_What the task asks_: Show the lines below where "sign" occurs.

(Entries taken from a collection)
____

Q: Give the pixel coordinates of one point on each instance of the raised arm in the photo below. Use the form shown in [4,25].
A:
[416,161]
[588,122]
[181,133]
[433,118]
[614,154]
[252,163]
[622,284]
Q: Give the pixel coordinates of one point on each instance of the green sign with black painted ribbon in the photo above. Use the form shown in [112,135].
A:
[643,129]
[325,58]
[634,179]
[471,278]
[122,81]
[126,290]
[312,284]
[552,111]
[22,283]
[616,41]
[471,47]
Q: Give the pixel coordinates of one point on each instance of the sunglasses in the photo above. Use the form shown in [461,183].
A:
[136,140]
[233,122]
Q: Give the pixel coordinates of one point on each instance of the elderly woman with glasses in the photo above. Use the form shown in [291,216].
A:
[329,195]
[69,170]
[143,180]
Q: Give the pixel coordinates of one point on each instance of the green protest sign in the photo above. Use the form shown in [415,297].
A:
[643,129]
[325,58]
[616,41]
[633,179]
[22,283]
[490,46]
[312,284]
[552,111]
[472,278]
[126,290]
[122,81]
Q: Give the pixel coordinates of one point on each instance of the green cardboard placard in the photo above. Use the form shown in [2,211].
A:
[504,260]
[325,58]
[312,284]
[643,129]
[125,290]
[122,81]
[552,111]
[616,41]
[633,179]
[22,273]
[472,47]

____

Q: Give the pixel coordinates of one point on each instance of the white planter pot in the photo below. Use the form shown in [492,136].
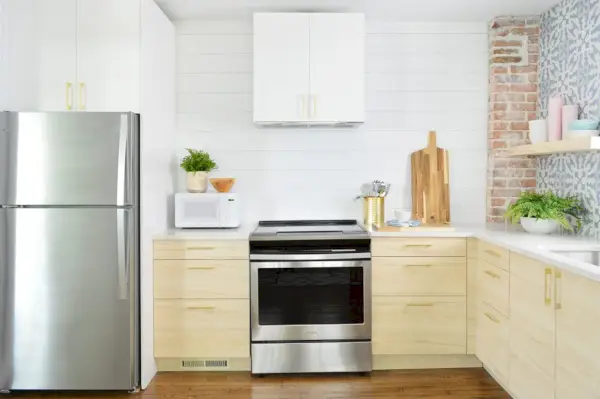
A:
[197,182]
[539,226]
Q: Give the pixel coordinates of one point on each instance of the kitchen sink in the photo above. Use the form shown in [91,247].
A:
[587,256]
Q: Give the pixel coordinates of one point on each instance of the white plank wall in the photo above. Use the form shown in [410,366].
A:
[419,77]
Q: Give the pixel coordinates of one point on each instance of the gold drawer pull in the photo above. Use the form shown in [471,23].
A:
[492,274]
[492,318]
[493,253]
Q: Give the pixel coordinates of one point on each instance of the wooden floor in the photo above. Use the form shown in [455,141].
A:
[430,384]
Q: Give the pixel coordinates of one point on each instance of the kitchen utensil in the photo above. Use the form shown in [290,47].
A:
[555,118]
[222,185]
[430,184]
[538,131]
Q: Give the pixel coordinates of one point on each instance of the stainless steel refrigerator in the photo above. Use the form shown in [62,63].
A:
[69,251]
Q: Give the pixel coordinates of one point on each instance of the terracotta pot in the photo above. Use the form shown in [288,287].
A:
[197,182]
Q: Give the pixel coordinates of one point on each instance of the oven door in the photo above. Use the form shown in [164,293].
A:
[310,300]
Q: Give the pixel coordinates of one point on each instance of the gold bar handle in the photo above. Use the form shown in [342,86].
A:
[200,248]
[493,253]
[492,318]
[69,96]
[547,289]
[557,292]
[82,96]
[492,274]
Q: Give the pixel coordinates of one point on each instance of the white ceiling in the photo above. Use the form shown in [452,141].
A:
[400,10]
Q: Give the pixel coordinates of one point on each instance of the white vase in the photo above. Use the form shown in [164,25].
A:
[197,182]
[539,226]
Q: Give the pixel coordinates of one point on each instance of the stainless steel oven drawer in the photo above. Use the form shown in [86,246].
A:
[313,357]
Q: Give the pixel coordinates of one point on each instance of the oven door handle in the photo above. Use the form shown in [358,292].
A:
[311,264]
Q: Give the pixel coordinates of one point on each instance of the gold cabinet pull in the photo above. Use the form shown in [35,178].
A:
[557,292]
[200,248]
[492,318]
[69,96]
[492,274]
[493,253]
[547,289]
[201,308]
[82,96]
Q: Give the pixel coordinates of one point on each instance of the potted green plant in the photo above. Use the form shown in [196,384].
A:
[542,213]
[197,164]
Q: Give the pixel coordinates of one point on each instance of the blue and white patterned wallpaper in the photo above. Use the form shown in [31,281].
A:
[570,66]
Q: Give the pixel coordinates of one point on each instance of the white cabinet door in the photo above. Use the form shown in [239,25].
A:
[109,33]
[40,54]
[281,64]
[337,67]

____

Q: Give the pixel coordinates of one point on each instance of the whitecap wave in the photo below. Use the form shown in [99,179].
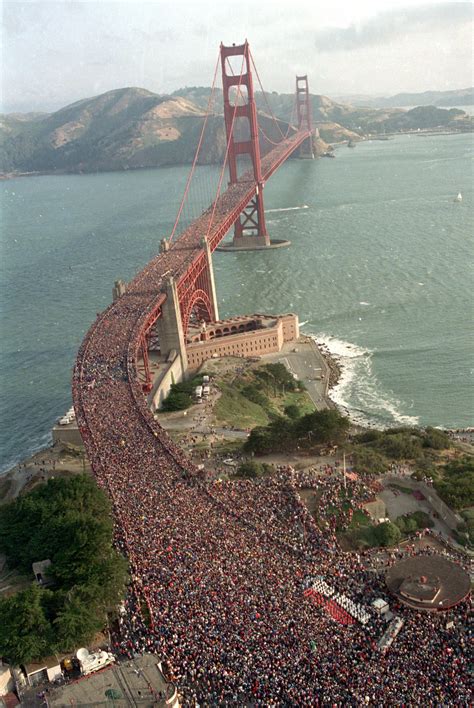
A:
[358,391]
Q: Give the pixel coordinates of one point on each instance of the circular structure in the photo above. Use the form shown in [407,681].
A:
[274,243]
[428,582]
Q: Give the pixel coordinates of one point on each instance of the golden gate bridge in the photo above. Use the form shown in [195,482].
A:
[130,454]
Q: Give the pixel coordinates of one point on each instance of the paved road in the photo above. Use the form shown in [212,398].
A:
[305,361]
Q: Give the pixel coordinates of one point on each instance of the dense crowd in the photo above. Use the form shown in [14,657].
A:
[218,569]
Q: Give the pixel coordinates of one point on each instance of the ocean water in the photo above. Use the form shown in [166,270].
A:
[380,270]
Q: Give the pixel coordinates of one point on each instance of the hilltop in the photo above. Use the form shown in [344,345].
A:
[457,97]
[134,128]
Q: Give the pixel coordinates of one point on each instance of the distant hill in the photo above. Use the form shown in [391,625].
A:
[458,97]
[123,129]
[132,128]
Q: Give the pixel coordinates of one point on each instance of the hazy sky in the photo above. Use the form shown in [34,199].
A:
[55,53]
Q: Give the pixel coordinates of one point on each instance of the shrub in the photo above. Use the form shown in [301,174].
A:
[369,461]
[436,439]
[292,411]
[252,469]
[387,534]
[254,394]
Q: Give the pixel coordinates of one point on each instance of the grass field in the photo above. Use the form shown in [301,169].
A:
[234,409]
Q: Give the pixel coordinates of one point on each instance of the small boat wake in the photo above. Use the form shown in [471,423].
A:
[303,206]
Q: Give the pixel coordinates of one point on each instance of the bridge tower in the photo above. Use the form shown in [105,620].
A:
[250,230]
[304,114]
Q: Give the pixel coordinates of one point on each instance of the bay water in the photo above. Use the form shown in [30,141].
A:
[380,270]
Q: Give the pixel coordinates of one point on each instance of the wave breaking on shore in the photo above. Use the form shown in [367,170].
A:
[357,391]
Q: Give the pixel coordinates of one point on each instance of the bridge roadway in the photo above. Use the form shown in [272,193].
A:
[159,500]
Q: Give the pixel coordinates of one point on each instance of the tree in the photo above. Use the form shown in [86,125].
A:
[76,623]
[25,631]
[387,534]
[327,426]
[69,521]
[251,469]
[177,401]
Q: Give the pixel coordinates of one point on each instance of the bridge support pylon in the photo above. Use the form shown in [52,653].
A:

____

_Reply to the task_:
Q: Give the pixel coordinates of one point on each instance of the green sign with black painted ribbon in the photo above. Use the form shown in [112,135].
Q: Give the pixel coordinates of one point on each instance of the green protest sign in the photo above. Use the form shown in [415,297].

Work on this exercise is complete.